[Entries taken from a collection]
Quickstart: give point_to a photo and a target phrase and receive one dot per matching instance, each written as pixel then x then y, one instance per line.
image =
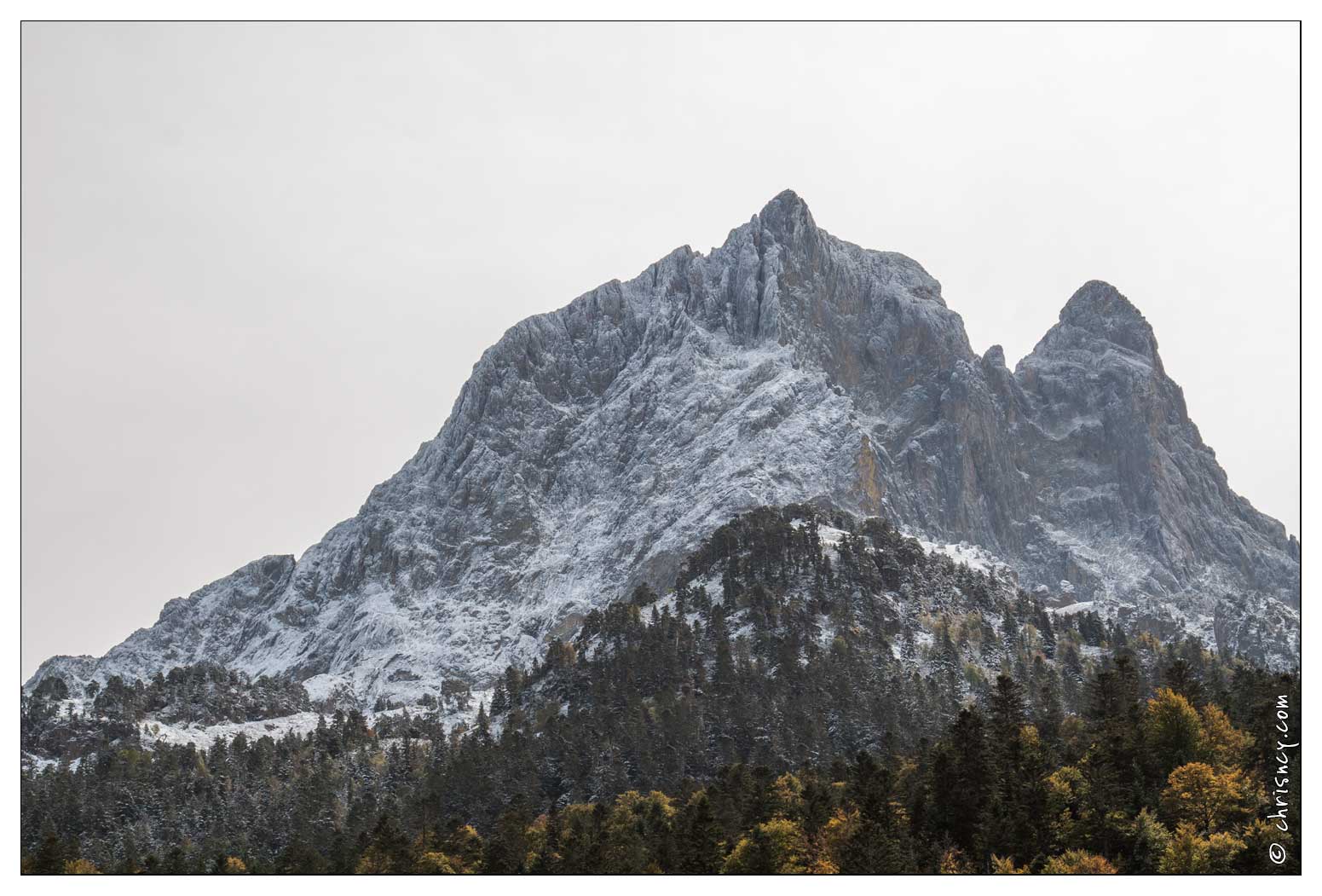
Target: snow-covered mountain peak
pixel 595 446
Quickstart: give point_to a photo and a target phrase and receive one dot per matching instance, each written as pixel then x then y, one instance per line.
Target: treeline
pixel 782 711
pixel 108 715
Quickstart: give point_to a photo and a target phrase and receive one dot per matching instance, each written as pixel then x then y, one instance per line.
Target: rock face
pixel 594 446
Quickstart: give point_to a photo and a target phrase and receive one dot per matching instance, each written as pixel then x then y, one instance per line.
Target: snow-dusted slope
pixel 594 446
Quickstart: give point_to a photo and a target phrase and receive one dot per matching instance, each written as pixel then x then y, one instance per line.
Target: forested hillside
pixel 818 694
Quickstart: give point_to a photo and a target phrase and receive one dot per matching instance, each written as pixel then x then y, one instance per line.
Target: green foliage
pixel 782 711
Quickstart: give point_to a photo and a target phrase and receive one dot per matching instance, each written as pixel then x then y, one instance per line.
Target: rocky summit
pixel 595 446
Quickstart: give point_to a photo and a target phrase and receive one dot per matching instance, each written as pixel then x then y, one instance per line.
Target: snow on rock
pixel 595 446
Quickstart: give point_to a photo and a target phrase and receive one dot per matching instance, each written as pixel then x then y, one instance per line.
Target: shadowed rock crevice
pixel 594 446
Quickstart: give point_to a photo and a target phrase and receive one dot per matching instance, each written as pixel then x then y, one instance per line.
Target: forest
pixel 816 696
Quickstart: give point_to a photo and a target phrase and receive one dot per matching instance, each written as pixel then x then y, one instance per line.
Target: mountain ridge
pixel 592 444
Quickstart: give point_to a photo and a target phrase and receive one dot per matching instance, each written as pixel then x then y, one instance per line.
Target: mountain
pixel 595 446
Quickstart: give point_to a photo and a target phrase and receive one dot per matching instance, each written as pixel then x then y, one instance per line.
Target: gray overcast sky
pixel 261 261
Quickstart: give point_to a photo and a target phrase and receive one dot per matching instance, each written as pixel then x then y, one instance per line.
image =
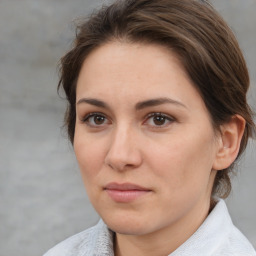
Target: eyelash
pixel 150 116
pixel 161 115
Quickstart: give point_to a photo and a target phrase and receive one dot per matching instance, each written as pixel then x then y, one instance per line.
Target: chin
pixel 128 226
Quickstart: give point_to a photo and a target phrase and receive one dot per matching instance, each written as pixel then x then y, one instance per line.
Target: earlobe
pixel 229 144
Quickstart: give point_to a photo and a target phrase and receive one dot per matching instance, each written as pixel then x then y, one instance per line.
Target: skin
pixel 174 156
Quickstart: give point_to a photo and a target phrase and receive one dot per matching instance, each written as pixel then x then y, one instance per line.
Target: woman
pixel 157 115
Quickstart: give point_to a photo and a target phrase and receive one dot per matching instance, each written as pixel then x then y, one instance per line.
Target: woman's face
pixel 143 139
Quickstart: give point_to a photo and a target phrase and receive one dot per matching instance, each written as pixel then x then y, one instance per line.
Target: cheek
pixel 185 159
pixel 89 154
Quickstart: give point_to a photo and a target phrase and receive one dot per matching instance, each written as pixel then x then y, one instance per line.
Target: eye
pixel 159 120
pixel 95 119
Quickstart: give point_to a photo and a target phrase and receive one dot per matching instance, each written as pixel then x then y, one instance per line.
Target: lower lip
pixel 126 196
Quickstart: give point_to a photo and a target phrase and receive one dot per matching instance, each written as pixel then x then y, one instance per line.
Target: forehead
pixel 134 70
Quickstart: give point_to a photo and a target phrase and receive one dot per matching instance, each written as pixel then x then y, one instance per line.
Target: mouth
pixel 125 192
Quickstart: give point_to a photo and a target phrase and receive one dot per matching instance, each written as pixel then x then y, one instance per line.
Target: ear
pixel 229 142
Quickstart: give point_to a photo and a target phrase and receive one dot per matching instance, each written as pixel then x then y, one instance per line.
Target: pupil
pixel 99 119
pixel 159 120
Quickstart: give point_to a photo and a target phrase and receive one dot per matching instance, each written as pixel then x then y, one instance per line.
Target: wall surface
pixel 41 194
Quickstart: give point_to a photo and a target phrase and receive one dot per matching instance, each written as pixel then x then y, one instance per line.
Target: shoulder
pixel 230 239
pixel 235 244
pixel 84 243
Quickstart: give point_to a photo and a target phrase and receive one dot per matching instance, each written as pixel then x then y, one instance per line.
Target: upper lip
pixel 124 186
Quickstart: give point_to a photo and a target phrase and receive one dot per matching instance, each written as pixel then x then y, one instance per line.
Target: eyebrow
pixel 139 106
pixel 157 102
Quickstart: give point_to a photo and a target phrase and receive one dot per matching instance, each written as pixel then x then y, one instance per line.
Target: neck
pixel 163 241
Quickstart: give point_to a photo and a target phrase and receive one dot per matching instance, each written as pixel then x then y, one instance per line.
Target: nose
pixel 123 153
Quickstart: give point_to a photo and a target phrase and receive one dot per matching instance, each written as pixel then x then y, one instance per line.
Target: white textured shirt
pixel 217 236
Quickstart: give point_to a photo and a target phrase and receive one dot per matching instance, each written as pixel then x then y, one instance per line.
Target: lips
pixel 125 192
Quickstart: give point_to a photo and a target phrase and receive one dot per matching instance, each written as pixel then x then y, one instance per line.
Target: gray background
pixel 42 199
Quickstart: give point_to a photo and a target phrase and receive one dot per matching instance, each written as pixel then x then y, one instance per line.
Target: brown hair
pixel 193 30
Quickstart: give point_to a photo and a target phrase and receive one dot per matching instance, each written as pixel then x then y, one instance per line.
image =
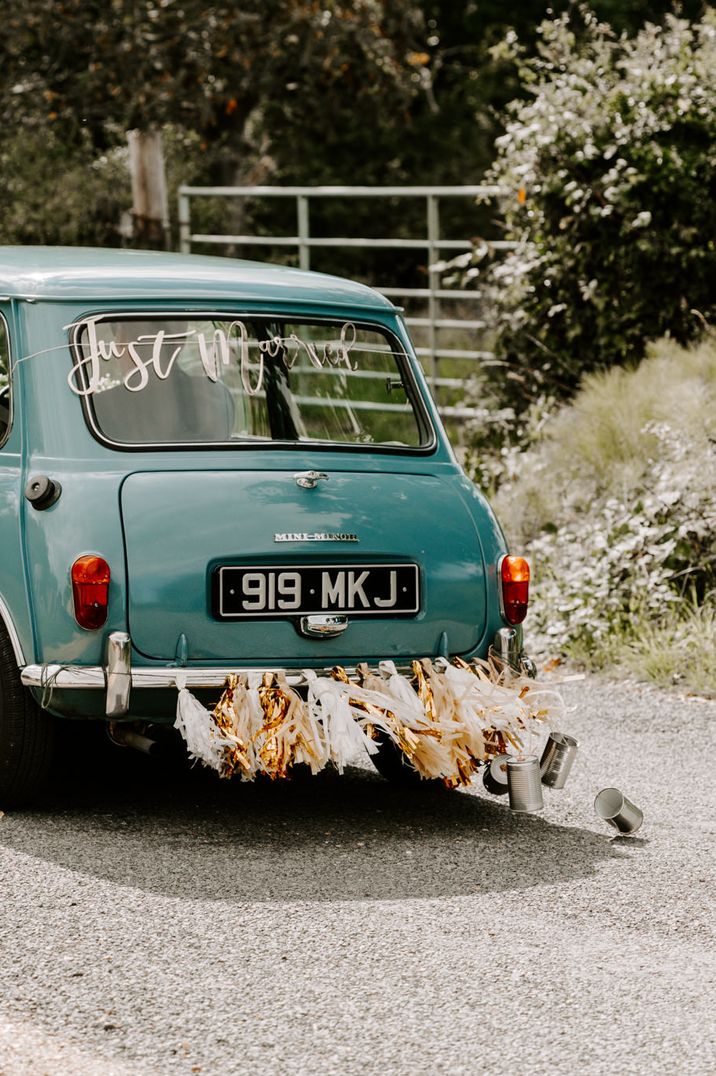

**Your instructions**
Leaving out only the pictures, retype every record exactly.

**Response area**
Quickstart: give point_to a photo and a target phrase and receive one dot per matching instance, each written as pixel then x then y, one instance per line.
image =
Target: snow-covered mountain peak
pixel 595 446
Quickstart: give point_to a photo and a target phrase and receive one dot per matching instance, each written as pixel then x then y, one instance per line.
Target: treeline
pixel 782 711
pixel 108 715
Quickstart: give point_to a photo and a target phrase and receive one dot per matching instance, each written as pixel then x then y, one instance per line.
Target: rock face
pixel 594 446
Quickstart: give point_to a photo and a target phrase and receive one dot per matching instance, each written as pixel then x then y, one instance per line.
Target: snow-dusted slope
pixel 594 446
Quickstart: give point_to a photo and a target phrase and receive one dot per matching instance, each written as pixel then x then y, one instance per line.
Target: forested hillside
pixel 818 694
Quickstart: give point_to a photo and a target phrase and receive one dot per matching instance, each written as pixel then x then y, one instance per line.
Target: green foliage
pixel 782 711
Quickstart: give point_to a photo and a target phrase and receive one dot per matching instance, each written as pixel then x then y, one instance per line.
Target: rocky summit
pixel 595 446
Quickstart: give point_to a photo and a target phrase and receive one dot per matching instance, each written as pixel then x then y, one instance per line.
Target: snow on rock
pixel 595 446
Quickstart: give point_to a photo and a target phrase and receive one dot per matching instance, each written as pixel then x then y, one instance per line.
Target: shadowed rock crevice
pixel 594 446
Quickstart: give point_to a photo and a target phrase and receive one dot per matching instance, each written as pixel then x then y, one instance per line.
Target: forest
pixel 816 696
Quickstart: give point_to a photo and a target phrase and receive one dot per matching instance, each written as pixel then x then y, one instance per line.
Target: mountain ridge
pixel 592 444
Quickstart: give point_to a photo and a target phrase and receive one dot per matching instance, each written as pixel then x then y, one instance per line.
Target: mountain
pixel 595 446
Quickstart: give point_to a photo and a target phrase and receive one dot per matching instance, each written as pixel then x then y, one instance per line.
Target: gray overcast sky
pixel 261 261
Quickstart: give point_to a photo and a target phrase and receive one dot per matching instance, each written as pixel then x then y, one instance per line.
image =
Target: eyelash
pixel 150 116
pixel 161 115
Quickstart: give point_to a photo and a target phrase and receive one dot per matching instance, each written as pixel then x then y, one instance per line.
Target: chin
pixel 128 226
Quickstart: give point_to a photo and a target phrase and receive one dot per matching instance, each written as pixel then x then y, one instance per line.
Target: earlobe
pixel 229 144
Quickstart: give point_to a photo and a target phrase and receive one dot per matching instance, each written as pixel then x then y, one instance per line.
Target: skin
pixel 174 156
Quickstart: give point_to a photo and a target phrase and receive one dot per matching instance, each written as pixel then x then y, one instance per line.
Target: woman
pixel 157 115
Quickstart: give point_to a photo and a target phrase and receive one dot per matching instance, each written as pixel then x then y, one instance per line.
Target: woman's face
pixel 143 139
Quickstart: give point_to a photo and a target phrase and receive one dot per matching instance, each written as pixel then x then y, one instance per line.
Target: cheek
pixel 185 159
pixel 89 154
Quickstart: give point_to a photo and a target phrase and receive one dot per matching instance, each written as pixel then x then y, one instance per line.
Target: eye
pixel 159 120
pixel 95 119
Quickstart: give point_to a photo and a target phrase and receive one dot per matching instance, each written as pixel then x then y, one instance per line.
Target: lower lip
pixel 126 196
Quickstart: give point_to a photo and a target phrase and receive one dot per matching instance, each written as pixel then x then y, one instance per line.
Target: forehead
pixel 134 70
Quickstart: give point_to a photo and a target phrase and receive one dot per matching instance, each written as pixel then x then y, one instance per line.
Target: mouth
pixel 125 192
Quickstart: give point_to a photo and a target phrase and receive one dot per matching instance, each written as pixel then x then y, one instance per line.
Target: ear
pixel 229 142
Quickstart: give point_to a photo and a target phrase and receive one dot per matching instance, each written as pixel then x then y, one instance per line.
Target: pupil
pixel 99 119
pixel 159 120
Quickstart: give point_to a photo and a target phrase and receive one dot per matching instance, each written as pixel then x then y, one instance per line.
Target: wall surface
pixel 41 194
Quickstart: give point_to a photo and a target phrase and receive one dot per matching instance, each written as pixel then x then y, one instance per line.
Target: shoulder
pixel 230 239
pixel 235 244
pixel 84 243
Quickstart: give point_to a photo and a target phrase and receive one dot per matching instance, each written as pixel then x then y, one instance per line.
Target: upper lip
pixel 124 186
Quickstart: give point_to a photo and a target phrase and receive one dot per matching instance, each written as pixel then x then y, one instance per line.
Target: eyebrow
pixel 139 106
pixel 157 102
Quickstart: give point_to a photo and a target phrase and receive one dot per matching instance, each written as pixel then x then y, one instance per line.
Target: neck
pixel 163 241
Quickstart: give point_to a photo and a target phrase and receive one dot per matching instance, each written as pixel then x then y, one instance per line.
Target: nose
pixel 123 153
Quickstart: give point_to a photo and a target phrase and receive one dot per matching instance, each written as pixel then x then y, one instance per line.
Target: white textured shirt
pixel 217 236
Quickstart: give point_to a photo and a target phrase and receive one dot per matching instance, each written as pixel then x then y, one instance per line.
Target: lips
pixel 125 192
Quickstart: give point_to a photo and a target phrase and receive one dot per matching instance, each written as pixel then x then y, one instance per line.
Target: gray background
pixel 42 199
Quickstart: give point_to a photo and a target phrase and receive one dot per matching instance, each written as pixel then x then y, one instance per line.
Target: brown hair
pixel 193 30
Quickstart: give point_to a photo and a target phrase and receive one dot per matching instance, each written as pixel then x then y, one instance per line.
image =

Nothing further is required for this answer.